» Directions: Edit the lines below by replacing every "marker" with "dot" and keeping everything else the same.

------------------------------------

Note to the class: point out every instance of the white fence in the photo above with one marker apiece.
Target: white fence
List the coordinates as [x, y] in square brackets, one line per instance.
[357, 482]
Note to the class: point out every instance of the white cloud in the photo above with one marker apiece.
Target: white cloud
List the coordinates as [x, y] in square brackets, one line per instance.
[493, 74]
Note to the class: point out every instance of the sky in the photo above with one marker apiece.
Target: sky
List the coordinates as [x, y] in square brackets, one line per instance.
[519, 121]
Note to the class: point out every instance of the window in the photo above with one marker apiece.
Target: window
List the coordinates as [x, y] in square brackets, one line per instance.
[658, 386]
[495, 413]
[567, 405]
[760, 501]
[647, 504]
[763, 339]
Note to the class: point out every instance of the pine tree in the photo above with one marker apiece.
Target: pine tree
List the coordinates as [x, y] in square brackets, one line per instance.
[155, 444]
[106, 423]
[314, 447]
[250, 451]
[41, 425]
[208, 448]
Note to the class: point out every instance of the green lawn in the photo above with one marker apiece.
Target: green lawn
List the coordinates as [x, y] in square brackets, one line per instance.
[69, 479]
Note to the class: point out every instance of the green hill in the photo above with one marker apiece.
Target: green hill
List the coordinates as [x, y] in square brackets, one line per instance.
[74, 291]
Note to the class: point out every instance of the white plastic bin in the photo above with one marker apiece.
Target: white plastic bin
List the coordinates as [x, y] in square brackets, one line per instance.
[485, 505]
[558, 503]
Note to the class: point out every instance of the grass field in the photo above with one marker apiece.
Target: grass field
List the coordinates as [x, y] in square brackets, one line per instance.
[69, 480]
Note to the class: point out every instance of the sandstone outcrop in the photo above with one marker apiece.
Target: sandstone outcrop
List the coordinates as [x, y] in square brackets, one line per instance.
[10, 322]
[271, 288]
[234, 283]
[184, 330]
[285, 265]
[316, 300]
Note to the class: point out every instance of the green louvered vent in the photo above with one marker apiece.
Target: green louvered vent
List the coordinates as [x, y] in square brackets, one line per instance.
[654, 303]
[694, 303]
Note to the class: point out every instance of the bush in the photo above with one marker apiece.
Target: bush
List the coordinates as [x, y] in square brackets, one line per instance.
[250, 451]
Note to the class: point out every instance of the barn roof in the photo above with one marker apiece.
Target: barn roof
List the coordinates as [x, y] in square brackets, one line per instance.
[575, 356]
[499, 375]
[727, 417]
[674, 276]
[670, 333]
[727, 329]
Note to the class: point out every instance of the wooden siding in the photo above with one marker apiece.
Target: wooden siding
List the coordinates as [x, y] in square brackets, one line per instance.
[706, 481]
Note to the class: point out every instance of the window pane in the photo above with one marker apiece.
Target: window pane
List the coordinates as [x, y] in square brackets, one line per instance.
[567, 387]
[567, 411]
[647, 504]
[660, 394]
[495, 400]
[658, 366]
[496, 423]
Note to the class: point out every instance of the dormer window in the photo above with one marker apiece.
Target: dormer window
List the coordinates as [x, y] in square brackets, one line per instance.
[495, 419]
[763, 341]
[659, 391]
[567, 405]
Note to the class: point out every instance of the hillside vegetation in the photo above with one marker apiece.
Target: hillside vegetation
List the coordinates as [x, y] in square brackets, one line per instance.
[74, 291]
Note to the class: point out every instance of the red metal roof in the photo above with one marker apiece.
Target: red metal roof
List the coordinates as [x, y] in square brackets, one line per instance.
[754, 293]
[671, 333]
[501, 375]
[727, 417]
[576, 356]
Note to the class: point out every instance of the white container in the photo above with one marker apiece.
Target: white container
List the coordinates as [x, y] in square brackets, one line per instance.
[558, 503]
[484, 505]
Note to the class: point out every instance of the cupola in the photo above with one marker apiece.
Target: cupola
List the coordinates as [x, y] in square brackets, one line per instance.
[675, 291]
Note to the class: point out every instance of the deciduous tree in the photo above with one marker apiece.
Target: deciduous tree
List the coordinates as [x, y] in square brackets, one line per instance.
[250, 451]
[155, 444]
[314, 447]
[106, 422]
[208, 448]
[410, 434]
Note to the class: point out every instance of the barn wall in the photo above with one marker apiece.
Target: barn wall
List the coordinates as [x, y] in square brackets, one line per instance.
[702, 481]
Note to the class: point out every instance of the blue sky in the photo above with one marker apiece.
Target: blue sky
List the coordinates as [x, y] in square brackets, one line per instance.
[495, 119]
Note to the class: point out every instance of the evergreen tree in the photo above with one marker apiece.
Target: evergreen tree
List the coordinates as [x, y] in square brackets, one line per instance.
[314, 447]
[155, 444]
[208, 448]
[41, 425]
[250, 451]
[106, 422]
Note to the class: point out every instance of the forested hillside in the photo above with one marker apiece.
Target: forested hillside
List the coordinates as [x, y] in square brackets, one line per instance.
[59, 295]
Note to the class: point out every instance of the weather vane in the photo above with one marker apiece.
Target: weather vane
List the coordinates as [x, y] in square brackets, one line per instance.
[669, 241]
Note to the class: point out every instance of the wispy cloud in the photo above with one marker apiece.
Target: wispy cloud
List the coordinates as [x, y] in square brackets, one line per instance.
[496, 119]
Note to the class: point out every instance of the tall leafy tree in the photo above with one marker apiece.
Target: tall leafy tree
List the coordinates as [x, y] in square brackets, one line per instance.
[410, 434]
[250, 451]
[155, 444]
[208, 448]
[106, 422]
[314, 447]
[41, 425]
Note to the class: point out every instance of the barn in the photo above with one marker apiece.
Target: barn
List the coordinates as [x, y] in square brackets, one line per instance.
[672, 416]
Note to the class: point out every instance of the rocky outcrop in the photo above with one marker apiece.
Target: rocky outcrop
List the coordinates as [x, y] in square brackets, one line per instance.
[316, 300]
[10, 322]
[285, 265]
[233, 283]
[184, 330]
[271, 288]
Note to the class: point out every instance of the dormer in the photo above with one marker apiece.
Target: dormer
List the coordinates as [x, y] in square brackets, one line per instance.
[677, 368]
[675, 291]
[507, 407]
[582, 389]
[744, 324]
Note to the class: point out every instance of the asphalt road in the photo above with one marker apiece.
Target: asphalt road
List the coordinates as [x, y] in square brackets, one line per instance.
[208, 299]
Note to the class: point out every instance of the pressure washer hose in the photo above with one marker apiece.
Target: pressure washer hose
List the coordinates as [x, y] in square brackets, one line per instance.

------------------------------------

» Output of the task:
Note to the class: point out every instance of the white fence in the photo above with one dot apiece.
Target: white fence
List the coordinates as [x, y] in square brackets, one line per instance.
[357, 482]
Note to the class: point out every instance of the white cloud in the photo above with one dot apiece.
Target: white cloud
List the coordinates as [x, y] in square brackets, one line per instance.
[493, 74]
Note to the class: point out every instance of the sky in the photo above with one dot apiece.
Target: sky
List the coordinates as [x, y] in square brackets, one line per instance.
[519, 121]
Note to the class: point out every instance of the window in the photo above with one dot apiece.
Target: window
List the coordinates as [x, y] in square brackets, one line per instance.
[658, 386]
[495, 413]
[567, 405]
[760, 501]
[647, 504]
[763, 339]
Note to the class: point out every instance of the pine tree in the photo above with one dot apiece.
Target: pine tree
List the coordinates as [x, y] in square brackets, one line per instance.
[155, 444]
[106, 423]
[314, 447]
[250, 451]
[41, 425]
[208, 448]
Note to the class: point out every instance of the green lawn in the photo above with one dot apiece.
Target: green lawn
List the coordinates as [x, y] in square brackets, one line per instance.
[69, 479]
Note to the class: point out every instance of the green hill in the photo above with one dot apiece.
Target: green hill
List the coordinates as [x, y] in square brackets, one line per instance.
[74, 291]
Note to the class: point out every instance of the white plastic bin in the photo above with one dot apiece.
Target: white plastic bin
List the coordinates as [x, y] in square brackets, one line per instance.
[485, 505]
[558, 503]
Note to the class: point out every instance of the grass field in the photo above with one dot apiece.
Target: grass field
List the coordinates as [x, y] in square brackets, one line per instance.
[69, 480]
Note to the class: point out every instance of the sandstone outcrop in the photo above with one dot apiece.
Target: sandstone outcrop
List the coordinates as [x, y] in square brackets, one line per instance.
[10, 322]
[271, 288]
[234, 283]
[184, 330]
[285, 265]
[316, 300]
Note to the class: point out every instance of the green louvered vent in the photo above with one dot apiece.
Target: green louvered vent
List the coordinates as [x, y] in square brackets, one line per instance.
[654, 303]
[694, 303]
Note to the class: point out every instance of the bush in the photo above with one dot apiece.
Target: bush
List the coordinates as [x, y] in square brackets, one line per instance.
[250, 451]
Note to the class: point out every instance of the barn roof in the photo above with one dot apiece.
Target: barn roof
List the coordinates as [x, y] in square brackets, one line per instance.
[575, 356]
[499, 375]
[727, 417]
[674, 276]
[670, 333]
[727, 329]
Note to the class: point out every instance of the wooden siding in the photo above with one dot apiece.
Target: wooden siding
List the coordinates as [x, y] in square brackets, one line per instance.
[706, 481]
Note to the class: point out every instance of the window pane in the photo above with one dot apiece.
Target: window pane
List the coordinates as [x, y] in square brackets, one line per instance.
[567, 387]
[567, 411]
[647, 504]
[660, 394]
[495, 400]
[658, 366]
[496, 423]
Note to the class: point out every instance of the dormer window in the photo above with one dot apiece.
Target: dormer window
List the coordinates as [x, y] in square brackets, one line per instance.
[495, 419]
[763, 341]
[659, 391]
[567, 405]
Note to the class: point out every instance of the hillside vegetation in the photo above with one dot apiece.
Target: hillside vegetation
List the coordinates as [x, y] in square brackets, one line per instance.
[74, 291]
Note to the class: point out every instance of the red metal roof in the photo above with one dot apiece.
Target: red metal roof
List the coordinates as [x, y] in square brackets, one line per instance.
[754, 293]
[671, 333]
[501, 375]
[727, 417]
[576, 356]
Note to the class: point out every instance of the white container in the photo above with one dot apiece.
Target: white container
List the coordinates as [x, y] in square brackets, one line per instance.
[558, 503]
[484, 505]
Note to the class: point out every instance of the cupola in the photo above with one dot apiece.
Target: cupola
List the coordinates as [x, y] in square brackets, one line per instance.
[675, 291]
Note to the class: point out every instance of the deciduous tree in the photo above with one dot apiece.
Target: deciduous tree
List the coordinates as [x, y] in square brackets, one line per instance.
[250, 451]
[155, 444]
[314, 447]
[106, 422]
[208, 448]
[410, 434]
Note to the class: point out every instance of the barn wall in the photo above with one dot apiece.
Target: barn wall
List the coordinates as [x, y] in square brackets, one line per instance.
[702, 481]
Note to the class: point out every instance of the blue sky in the photo above with one dot apiece.
Target: blue sky
List the coordinates as [x, y] in square brackets, one line per instance.
[495, 119]
Note to the class: point out every instance of the evergreen tree in the photo above with one dot apiece.
Target: evergreen tree
List the coordinates as [x, y] in square brackets, one line per instance.
[314, 447]
[155, 444]
[208, 448]
[41, 425]
[250, 451]
[106, 422]
Note to the class: point out every instance of the forested hillside in the photo above with one dot apiece.
Target: forested hillside
List the coordinates as [x, y] in square brackets, one line per instance.
[59, 295]
Note to the class: point out every instance of the weather vane in the photo above with one dot apiece.
Target: weather vane
List the coordinates as [x, y] in square brackets, one line per instance.
[669, 241]
Note to the class: point out every instance of the wispy cloud in the photo above with one dot apiece.
Target: wispy cloud
List the coordinates as [x, y] in square brackets, one line per instance.
[496, 119]
Note to the class: point out every instance of the tall leafy tree in the photo above with one dot apiece.
Target: tall leafy tree
List the coordinates as [x, y] in square brackets, one line per instance.
[410, 434]
[250, 451]
[155, 444]
[208, 448]
[106, 422]
[314, 447]
[41, 425]
Note to the class: point out every instance of the barn in the photo above with one dot apiece.
Target: barn
List the coordinates as [x, y] in square brackets, one line per instance.
[672, 416]
Note to the class: point out every instance of the rocky outcrop in the photo above with one dot apiece.
Target: rocky outcrop
List the coordinates as [x, y] in square brackets, one line per instance.
[316, 300]
[10, 322]
[285, 265]
[233, 283]
[184, 330]
[271, 288]
Note to the class: point out every instance of the dormer in the photo above with one dot apiece.
Target: dormer
List the coordinates as [x, y] in square brackets, one line per instance.
[677, 368]
[675, 291]
[507, 407]
[582, 389]
[744, 324]
Note to the class: point out every instance of the asphalt road in the photo above with one dot apiece.
Target: asphalt road
List the coordinates as [x, y] in square brackets, one line per instance.
[208, 299]
Note to the class: point out every instance of the pressure washer hose in the photo above with one dot apiece.
Target: pressure washer hose
List the coordinates as [x, y] in square brackets, one line per instance.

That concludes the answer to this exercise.